§ **WRITTEN PROBLEM**: Rewrite the lines below with every "hard hat" changed to "safety helmet" and nothing else altered. Leave out the pictures.

§ **RECORDS SUPPLIED**:
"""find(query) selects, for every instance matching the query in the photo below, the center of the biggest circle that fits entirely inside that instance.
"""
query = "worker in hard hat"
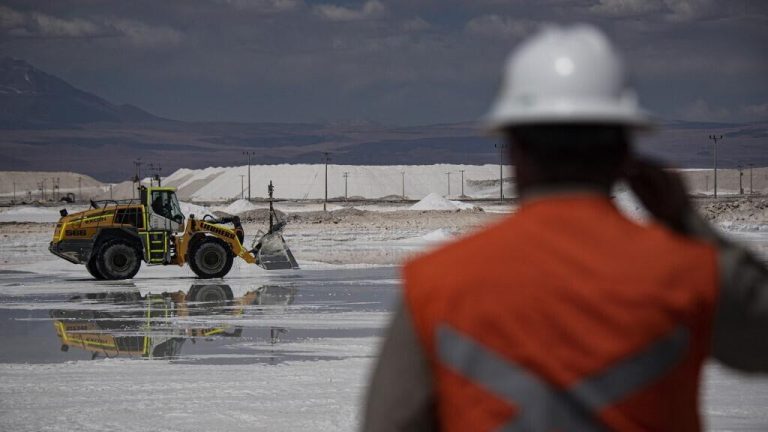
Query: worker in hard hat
(567, 315)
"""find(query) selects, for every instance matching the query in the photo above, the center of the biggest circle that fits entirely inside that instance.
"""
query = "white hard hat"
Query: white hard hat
(565, 76)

§ **TASK RESULT**:
"""find(query) selects, for every instance matching the query in the photo below, the center of the biggest circle that fits entirely inside that instance.
"""
query = "worker in safety helmet"
Query: worker in safety helmet
(567, 315)
"""find(query) selects, for every instance matching the query in the photo above, the center of the biggest circle that fits entirely inside that instance.
"""
query = "white safety helmet"
Query: white safety helmet
(565, 76)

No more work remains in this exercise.